- _Prompt_
Rewrite the lines from the one containing "Can you see the orange" through the one containing "column 256, row 337", replacing "Drop" with "Place" and keeping everything else unchanged. Give only those lines.

- _Material for this exercise_
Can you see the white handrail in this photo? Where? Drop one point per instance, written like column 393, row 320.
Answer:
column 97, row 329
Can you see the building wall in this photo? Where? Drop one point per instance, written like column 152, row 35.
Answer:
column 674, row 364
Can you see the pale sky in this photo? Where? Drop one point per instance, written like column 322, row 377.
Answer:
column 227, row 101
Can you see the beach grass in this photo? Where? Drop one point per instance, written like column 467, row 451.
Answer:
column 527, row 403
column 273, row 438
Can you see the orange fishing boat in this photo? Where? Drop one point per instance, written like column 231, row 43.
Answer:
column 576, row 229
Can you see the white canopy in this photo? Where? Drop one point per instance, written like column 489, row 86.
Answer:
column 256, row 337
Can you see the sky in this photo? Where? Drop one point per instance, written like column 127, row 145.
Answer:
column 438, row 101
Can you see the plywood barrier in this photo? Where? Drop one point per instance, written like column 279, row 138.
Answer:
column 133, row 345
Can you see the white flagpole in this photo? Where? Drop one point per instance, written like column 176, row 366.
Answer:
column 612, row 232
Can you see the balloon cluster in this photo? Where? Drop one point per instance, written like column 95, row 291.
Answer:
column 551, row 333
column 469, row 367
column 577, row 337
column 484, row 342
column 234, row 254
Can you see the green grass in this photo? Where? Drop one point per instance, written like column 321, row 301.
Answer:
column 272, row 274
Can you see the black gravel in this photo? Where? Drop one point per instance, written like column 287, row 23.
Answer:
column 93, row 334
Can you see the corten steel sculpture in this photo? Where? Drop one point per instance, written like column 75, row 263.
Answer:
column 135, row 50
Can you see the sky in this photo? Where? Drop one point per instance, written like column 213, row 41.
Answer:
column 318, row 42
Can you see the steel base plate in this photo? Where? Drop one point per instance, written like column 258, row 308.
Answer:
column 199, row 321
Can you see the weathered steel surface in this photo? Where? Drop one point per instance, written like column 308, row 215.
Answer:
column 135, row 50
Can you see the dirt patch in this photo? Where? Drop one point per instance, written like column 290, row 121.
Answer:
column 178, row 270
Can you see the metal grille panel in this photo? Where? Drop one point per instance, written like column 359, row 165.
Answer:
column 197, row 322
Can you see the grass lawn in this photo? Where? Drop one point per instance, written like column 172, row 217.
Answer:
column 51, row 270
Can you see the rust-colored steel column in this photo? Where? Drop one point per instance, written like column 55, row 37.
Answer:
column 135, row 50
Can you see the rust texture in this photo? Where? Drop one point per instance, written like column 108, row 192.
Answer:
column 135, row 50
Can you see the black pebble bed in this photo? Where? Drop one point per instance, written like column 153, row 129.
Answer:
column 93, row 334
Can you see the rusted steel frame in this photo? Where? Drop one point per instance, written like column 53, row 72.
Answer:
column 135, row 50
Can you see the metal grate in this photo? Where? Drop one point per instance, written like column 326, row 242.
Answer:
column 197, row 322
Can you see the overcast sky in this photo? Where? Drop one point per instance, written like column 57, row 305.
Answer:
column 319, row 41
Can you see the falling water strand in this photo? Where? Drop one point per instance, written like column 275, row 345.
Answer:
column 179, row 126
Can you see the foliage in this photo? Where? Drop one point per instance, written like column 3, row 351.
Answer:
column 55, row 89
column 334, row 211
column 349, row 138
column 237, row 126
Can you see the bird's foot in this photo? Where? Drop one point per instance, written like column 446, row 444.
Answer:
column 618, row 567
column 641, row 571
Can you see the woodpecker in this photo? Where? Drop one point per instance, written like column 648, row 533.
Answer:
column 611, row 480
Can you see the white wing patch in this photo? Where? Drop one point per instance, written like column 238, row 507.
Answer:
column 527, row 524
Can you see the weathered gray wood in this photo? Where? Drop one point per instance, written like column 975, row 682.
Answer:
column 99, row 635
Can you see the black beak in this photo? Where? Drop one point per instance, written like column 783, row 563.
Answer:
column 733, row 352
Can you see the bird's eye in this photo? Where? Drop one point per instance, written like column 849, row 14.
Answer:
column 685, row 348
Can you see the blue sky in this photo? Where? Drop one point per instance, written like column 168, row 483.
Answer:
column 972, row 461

- _Written response_
Can you see the orange fishing boat in this photo? Where? Place one point per instance, written like column 231, row 43.
Answer:
column 576, row 229
Can you see the white canopy in this photo? Where? Place one point per instance, written like column 489, row 86.
Answer:
column 256, row 337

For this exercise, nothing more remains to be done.